- WHAT THIS TASK INVOLVES:
Would you retype, word for word, the line with "Task: annotate every instance of the white label" and every line after it through the end of the records below?

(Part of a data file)
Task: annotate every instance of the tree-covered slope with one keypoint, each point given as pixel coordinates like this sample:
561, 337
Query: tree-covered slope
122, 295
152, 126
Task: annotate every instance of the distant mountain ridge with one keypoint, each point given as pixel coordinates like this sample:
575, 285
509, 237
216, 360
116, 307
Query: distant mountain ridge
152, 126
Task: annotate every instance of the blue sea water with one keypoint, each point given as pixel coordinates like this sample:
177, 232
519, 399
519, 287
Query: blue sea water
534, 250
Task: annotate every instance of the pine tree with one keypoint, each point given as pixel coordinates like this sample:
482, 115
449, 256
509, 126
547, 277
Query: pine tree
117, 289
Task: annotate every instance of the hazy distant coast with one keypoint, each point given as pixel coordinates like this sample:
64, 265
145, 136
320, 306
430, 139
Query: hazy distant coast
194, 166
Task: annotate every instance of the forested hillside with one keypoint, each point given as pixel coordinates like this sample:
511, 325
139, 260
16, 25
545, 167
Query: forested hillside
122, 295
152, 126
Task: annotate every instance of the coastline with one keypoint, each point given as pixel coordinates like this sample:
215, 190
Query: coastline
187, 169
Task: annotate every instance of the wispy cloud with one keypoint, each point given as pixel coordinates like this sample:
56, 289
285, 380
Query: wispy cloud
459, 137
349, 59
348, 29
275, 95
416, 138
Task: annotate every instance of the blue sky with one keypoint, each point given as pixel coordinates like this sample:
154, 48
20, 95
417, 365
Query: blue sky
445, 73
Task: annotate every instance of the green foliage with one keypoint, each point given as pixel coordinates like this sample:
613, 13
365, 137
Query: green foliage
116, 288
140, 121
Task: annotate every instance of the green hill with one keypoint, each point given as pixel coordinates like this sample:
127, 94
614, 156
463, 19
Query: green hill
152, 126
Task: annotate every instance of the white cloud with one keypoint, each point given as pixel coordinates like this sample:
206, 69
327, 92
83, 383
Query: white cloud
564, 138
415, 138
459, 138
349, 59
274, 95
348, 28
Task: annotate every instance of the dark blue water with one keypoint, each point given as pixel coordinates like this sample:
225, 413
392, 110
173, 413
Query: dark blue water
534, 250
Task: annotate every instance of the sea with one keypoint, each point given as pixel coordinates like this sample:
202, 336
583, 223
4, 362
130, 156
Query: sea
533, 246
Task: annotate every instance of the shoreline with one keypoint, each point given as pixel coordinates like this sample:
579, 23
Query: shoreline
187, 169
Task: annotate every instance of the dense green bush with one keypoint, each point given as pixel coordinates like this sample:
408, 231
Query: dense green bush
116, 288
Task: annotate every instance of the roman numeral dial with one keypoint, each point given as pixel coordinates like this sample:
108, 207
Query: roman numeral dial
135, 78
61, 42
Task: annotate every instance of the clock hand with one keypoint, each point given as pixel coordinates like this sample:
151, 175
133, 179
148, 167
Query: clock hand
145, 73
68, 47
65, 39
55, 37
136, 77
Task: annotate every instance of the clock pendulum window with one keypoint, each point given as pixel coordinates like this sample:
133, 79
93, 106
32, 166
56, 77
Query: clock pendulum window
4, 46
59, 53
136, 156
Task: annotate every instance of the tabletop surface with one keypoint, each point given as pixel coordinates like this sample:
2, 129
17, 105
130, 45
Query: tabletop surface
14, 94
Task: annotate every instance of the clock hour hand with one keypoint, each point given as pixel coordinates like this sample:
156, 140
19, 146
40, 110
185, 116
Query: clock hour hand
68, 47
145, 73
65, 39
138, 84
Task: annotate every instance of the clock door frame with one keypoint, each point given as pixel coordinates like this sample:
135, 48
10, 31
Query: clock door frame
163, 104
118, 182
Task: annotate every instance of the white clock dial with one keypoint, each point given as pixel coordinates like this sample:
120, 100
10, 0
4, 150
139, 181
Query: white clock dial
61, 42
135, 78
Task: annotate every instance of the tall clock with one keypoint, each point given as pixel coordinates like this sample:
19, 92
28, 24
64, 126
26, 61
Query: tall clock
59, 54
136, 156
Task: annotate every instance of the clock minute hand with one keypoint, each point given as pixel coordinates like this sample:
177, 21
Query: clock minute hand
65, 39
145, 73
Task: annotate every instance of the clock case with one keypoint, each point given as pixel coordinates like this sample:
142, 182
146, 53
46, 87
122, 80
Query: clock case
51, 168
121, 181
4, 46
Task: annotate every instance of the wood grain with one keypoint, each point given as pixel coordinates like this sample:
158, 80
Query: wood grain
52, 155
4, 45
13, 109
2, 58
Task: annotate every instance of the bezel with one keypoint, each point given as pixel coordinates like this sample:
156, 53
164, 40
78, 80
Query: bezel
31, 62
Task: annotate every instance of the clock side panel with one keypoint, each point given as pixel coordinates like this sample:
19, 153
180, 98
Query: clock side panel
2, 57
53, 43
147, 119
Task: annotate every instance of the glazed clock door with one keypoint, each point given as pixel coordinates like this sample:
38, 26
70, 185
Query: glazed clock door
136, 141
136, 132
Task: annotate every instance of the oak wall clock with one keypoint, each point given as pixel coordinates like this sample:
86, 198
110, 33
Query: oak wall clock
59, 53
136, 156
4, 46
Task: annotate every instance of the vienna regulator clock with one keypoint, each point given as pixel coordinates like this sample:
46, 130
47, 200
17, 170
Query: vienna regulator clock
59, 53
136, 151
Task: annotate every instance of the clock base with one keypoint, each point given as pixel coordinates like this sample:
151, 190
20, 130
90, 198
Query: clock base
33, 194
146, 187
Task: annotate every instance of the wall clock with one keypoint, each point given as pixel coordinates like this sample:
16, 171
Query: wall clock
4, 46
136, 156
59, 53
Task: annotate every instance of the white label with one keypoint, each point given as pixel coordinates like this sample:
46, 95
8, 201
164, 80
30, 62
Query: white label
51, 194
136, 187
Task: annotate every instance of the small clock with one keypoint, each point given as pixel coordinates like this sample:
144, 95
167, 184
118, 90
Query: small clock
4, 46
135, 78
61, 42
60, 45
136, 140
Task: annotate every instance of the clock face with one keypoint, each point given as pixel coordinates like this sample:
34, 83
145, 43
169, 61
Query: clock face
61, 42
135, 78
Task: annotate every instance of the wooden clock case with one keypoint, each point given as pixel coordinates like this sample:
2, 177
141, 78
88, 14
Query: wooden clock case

- FULL ANSWER:
Task: annotate every instance of the white label with one keypoint, each point given as pixel coordinates like this sample:
46, 95
8, 201
164, 80
30, 62
Query: white label
51, 194
136, 187
Task: annotate every instance of the small clock with one keypoint, each point given as pixel coordinates like this sample:
144, 95
167, 184
118, 90
Query: small clock
4, 46
135, 78
61, 42
60, 45
136, 140
Task: annotate every instance of the clock face with one keypoint, each point given as pixel coordinates like this sample:
34, 83
145, 43
169, 61
Query: clock face
61, 42
135, 78
Task: annotate every instance of the wooden clock case with one keypoint, each point given as pixel coordinates like this sample:
2, 177
141, 78
88, 14
Query: wooden clock case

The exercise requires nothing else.